_Extract:_

##############################

Nothing humbles quite like the weight of your own possessions at the bottom of a steep trail. You pause to look up its winding path. Your thighs ache. Your lower back throbs. Accountability sets in. You've no one to blame but yourself for the four extra cans of beans and third pair of shoes you stashed in your pack at the last minute. As you climb the hill, you discover what your body can use -- physical fitness -- and what it can do without -- extraneous footwear -- when it's deep into the woods.
Backpacking is a terrific challenge. Not only do you immerse yourself in nature and its gorgeous backcountry scenes, but you get excellent exercise. If you thoughtfully prepare for your journey -- packing practically and preparing your body for the trails -- you'll reap the outdoors reward you desire.
No matter how long your trip, you'll want to pack certain essentials -- map, compass, water, water purification device, food, change of clothes, rain gear, hat, sunscreen, sunglasses, firestarter or matches, knife or multi-tool, flashlight or headlamp, batteries, and a first aid kit. Pack as if a sudden downpour is likely, even if the weatherman says it's not. And although your backpack advertises that it's waterproof, separate your gear into stuff sacks and waterproof bags from the camping supply store, or heavy duty plastic bags that zip shut, to keep your things dry.
Pack your backpack smart. Separate your gear into bags logically -- for example, pack toiletries together and place then near the bottom of the pack since you won't use them on the trail. If you're worried it's going to rain, pack your tent near the top of the pack in case you need to get it out quickly to take cover. Put your first aid kit in a designated spot so that it's easy to access at all times.
But before you ever pack, you'll need to prepare your body's physical fitness for the feat. Learn more on the next page.
Backpacking Guide to Training
Most people who backpack carry somewhere between one-sixth and one-third of their own body weight on their backs. Regardless of how much stuff you decide to carry, you'll have a much more comfortable hike if you increase your physical fitness before you ever set out.
Backpacking requires two types of fitness -- cardiovascular and muscular. Cardiovascular fitness is built through aerobic exercise, and muscular fitness is built through weight training. Some people choose to improve their fitness by walking on a treadmill or around town with a weighted backpack on their backs. But you can also prepare for a backpacking trip with more traditional exercise.
Cardiovascular fitness is achieved through aerobic exercise, including walking, running, biking and swimming. This exercise strengthens your lungs and heart, and will increase your body's ability to circulate oxygen. The more rigorous the hike, the more important it is to have a strong cardiovascular base.
Weight training will help to prepare your body for the strain of carrying a backpack on the trail. If you currently belong to a gym, ask a trainer to construct a workout for you that will prepare you for backpacking. If you're on your own, concentrate on exercises that strengthen your legs and back, and exercise each body part two to three times a week. Try bent rows, deadlifts, squats and pull-ups.

##############################

_Recorded data:_
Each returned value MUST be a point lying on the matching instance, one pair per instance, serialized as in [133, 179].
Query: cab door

##############################

_Objectives:_
(a) Summarize the backpacking article in two sentences.
(b) Please print the stretch of the backpacking article from "Weight training will" through "squats and pull-ups.", word for word.

_Answers for the tasks:_
(a) Backpacking offers immersion in nature and excellent exercise, and it rewards those who pack practically, carrying essentials, keeping gear dry in separate bags, and organizing the pack logically. Before packing, hikers should build cardiovascular fitness through aerobic exercise and muscular fitness through weight training, such as squats and deadlifts, for a more comfortable hike.

(b)
Weight training will help to prepare your body for the strain of carrying a backpack on the trail. If you currently belong to a gym, ask a trainer to construct a workout for you that will prepare you for backpacking. If you're on your own, concentrate on exercises that strengthen your legs and back, and exercise each body part two to three times a week. Try bent rows, deadlifts, squats and pull-ups.